*Consignes écrites:*
1. D'après le passage consacré à Roger de Collerye, quel nom l'auteur a-t-il découvert dans un acrostiche ?
2. Prolongez le passage consacré à Roger de Collerye à la suite de son dernier vers.

*Passage fourni:*
Roger de Collerye rencontra son amour, un noble et digne amour, je pense. Quand il parle à celle qu’il aime, c’est toujours « sa très chère et plus que bien aimée, pleine de grace et bonne renommée. » J’ai trouvé dans un acrostiche le nom de « cette fleur d’amour redolente, » Gilleberte de Beaurepaire, et c’est en son nom que se livre le combat littéraire qui agite l’esprit du poète. La nouvelle manière de chanter la passion y attaque la vieille poésie amoureuse. C’est la lutte entre l’amour simple, facile, naturel, point dramatique ni déclamateur, et l’amour langoureux, ce qu’on pourrait appeler l’amour-musique et rhétorique. Ce dernier amour était alors mis en vers par les pindariseurs qui commençaient, comme dit Charles Fontaine, « à contreminer l’italien en français, » et il se trouvait parfaitement représenté par les douze cents rondeaux armés de flèches, quelques-uns d’arquebuses, que Maurice Scève adresse à Délie, « objet de la plus haulte vertu. » Le pauvre Collerye sentit d’instinct qu’il fallait parler à sa bien-aimée le langage à la mode ; il rougit de son style « gras et rustique » et gauchit légèrement vers l’école moderne. Il n’alla pas cependant jusqu’à l’exagération grotesque, il fit souvent un mélange des deux poétiques amoureuses, et le plus grand crime que j’aie à lui reprocher, c’est d’avoir voulu « se plonger dans le lac des pleurs. » Il a pris la plume, dit-il, « pour rédiger les gracieusetés plus doulces que satin » qui sont en sa maltresse ; mais il revient parfois à la vieille manière et définit sa Gilleberte de cette leste et gentille façon :

C’est la plus gente fatrillonne
Et la plus gaye esmériilonne
Qu’on vit one, et la nompareille ;
Son amour souvent me réveille
Et mon corps, mon cœur et esprit :
Alors que chacun dort, je veille,
Je vais, je viens, je m’esmerveille.

(Enregistrements d'annotation spatiale)
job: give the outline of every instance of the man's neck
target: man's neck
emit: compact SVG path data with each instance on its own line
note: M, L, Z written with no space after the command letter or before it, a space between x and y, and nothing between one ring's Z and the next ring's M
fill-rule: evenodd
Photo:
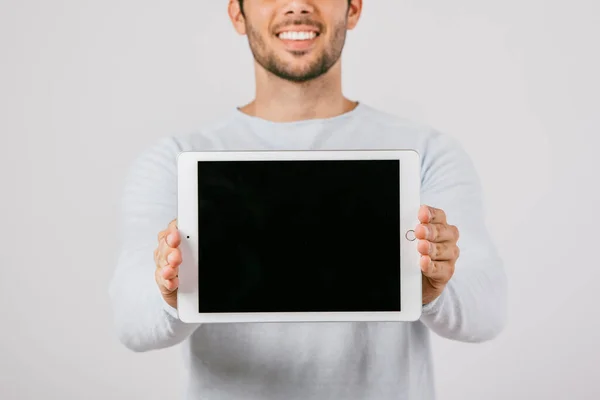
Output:
M332 118L356 105L342 94L341 73L336 67L305 83L286 81L257 68L256 97L240 111L273 122L294 122Z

*Réponses dans l'ordre:*
1. Gilleberte de Beaurepaire.

2.
C’est de cette ville le prix,
C’est le guidon, c’est la bannière,
C’est l’estendart de tout honneur.

On peut mettre à côté de ce morceau une autre pièce qui s’inspire de la même doctrine littéraire et que Molinet a composée un jour qu’il oubliait Crestin, Lemaire, Cicéron et toute l’école savante pour se rappeler le Roman de la Rose :

Amour me fit son bachelier,

Pour amoureuse dame avoir
Gente de corps et de manière,
C’est un chef-d’œuvre de beaulté,
Ung triulnphe de noble arroy ;
Sa prudence et sa loyaulté
Valent l’avoir d’ung petit roy,
Ravy suis quant je l’apercoy.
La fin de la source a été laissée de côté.